**To-do list**
1. Based on the Go map thread-safety post, say whether each statement agrees with the text. Answer yes or no, and quote the deciding words.
(a) The cache the book teaches is modeled on redis.
(b) In the book's scanner, the read lock is held for the whole iteration.
(c) The demo writes 64 entries to the map before it starts the writer goroutine.
2. Answer these questions from the Go map thread-safety post:
(a) What does the project need an iterator for?
(b) According to the code comment, what is the book's map?
(c) What type is the closeCh field declared with in inMemoryScanner?
3. Resume the Go map thread-safety post, starting right after its final line of code.

**Supplied passage**
::::::::::

A Go map thread safety problem while reading a cache DIY book - multithreading

I am reading a book which teaches me how to write a simple cache like redis.
With a goal to implement a distribute hash, the project must have key migrate, which needs an iterator. And I think there may be some problems.
His book about iterating a map, but while the iteration, the hold of read lock not continuously. The reason is trying not to effect main cache process. I believe there must be a thread safety problem because the main cache thread is still writing to map. I wrote a demo, but not sure.
//book code
type inMemoryScanner struct {
pair
pair Chan *pair
closeCh chan struct{}
}
func (c *inMemoryCache) NewScanner() Scanner {
pairCh := make(chan *pair)
closeCh := make(chan struct{})
go func() {
defer close(pairCh)
c.mutex.RLock()
//the c.c is book's map
for k, v := range c.c {
c.mutex.RUnlock()
select {
case <-closeCh:
return
case pairCh <- &pair{k, v}:
}
c.mutex.RLock()
}
c.mutex.RUnLock()
}
return &inMemoryScanner{pair{}, pairCh, closeCh}
}
//my demo
func main() {
testMap := make(map[string]string)
mutex := sync.RWMutex{}
for i := 0; i < 64; i ++ {
mutex.Lock()
testMap[uuid.New().String()] = uuid.New().String()
mutex.Unlock()
fmt.Println("Write")
}
go func() {
for {
mutex.Lock()
testMap[uuid.New().String()] = uuid.New().String()
time.Sleep(100 * time.Millisecond)
mutex.Unlock()
fmt.Println("Write")
}
} ()
for k, v := range testMap {
mutex.RLock()
fmt.Println("k" + k + "v" + v)
mutex.RUnlock()
time.Sleep(100 * time.Millisecond)

::::::::::

**Given material**

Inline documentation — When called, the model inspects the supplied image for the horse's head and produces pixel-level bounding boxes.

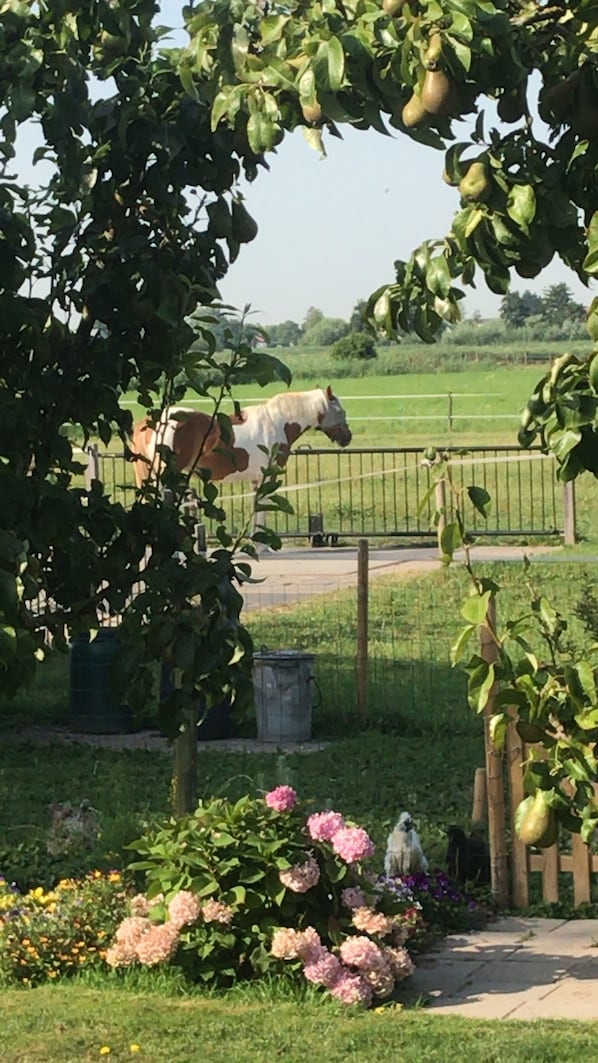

::::::::::

**Answers to the exercises**
1.
(a) Yes: "how to write a simple cache like redis"
(b) No: "the hold of read lock not continuously"
(c) Yes: "for i := 0; i < 64; i ++ {"

2.
(a) Key migration, which the project must have to implement a distributed hash.
(b) c.c
(c) chan struct{}

3.
}
}
In my demo, the 'Write' and the map's result amount not equal! And I believe, In an reality project, the rebalance can't be once, there must be continuous background work, doesn't it?

You have a data race. Your results are undefined.
Simplifying your code so that it compiles and runs,
package main
import (
"sync"
"time"
)
func main() {
testMap := make(map[string]string)
mutex := sync.RWMutex{}
for i := 0; i < 64; i++ {
mutex.Lock()
now := time.Now().String()
testMap[now] = now
mutex.Unlock()
}
go func() {
for {
mutex.Lock()
now := time.Now().String()
testMap[now] = now
time.Sleep(100 * time.Millisecond)
mutex.Unlock()
}
}()
for k, v := range testMap {
mutex.RLock()
_, _ = k, v
mutex.RUnlock()
time.Sleep(100 * time.Millisecond)
}
}
Output:
$ go run -race racer.go
==================
WARNING: DATA RACE
Read at 0x00c00008c060 by main goroutine:
runtime.mapiternext()
/home/peter/go/src/runtime/map.go:844 +0x0
main.main()
/home/peter/gopath/src/racer.go:26 +0x217
Previous write at 0x00c00008c060 by goroutine 5:
runtime.mapassign_faststr()
/home/peter/go/src/runtime/map_faststr.go:202 +0x0
main.main.func1()
/home/peter/gopath/src/racer.go:21 +0x9b
Goroutine 5 (running) created at:
main.main()
/home/peter/gopath/src/racer.go:17 +0x17b
==================
==================
WARNING: DATA RACE
Read at 0x00c0000a6638 by main goroutine:
main.main()
/home/peter/gopath/src/racer.go:26 +0x1d0
Previous write at 0x00c0000a6638 by goroutine 5:
main.main.func1()
/home/peter/gopath/src/racer.go:21 +0xb0
Goroutine 5 (running) created at:
main.main()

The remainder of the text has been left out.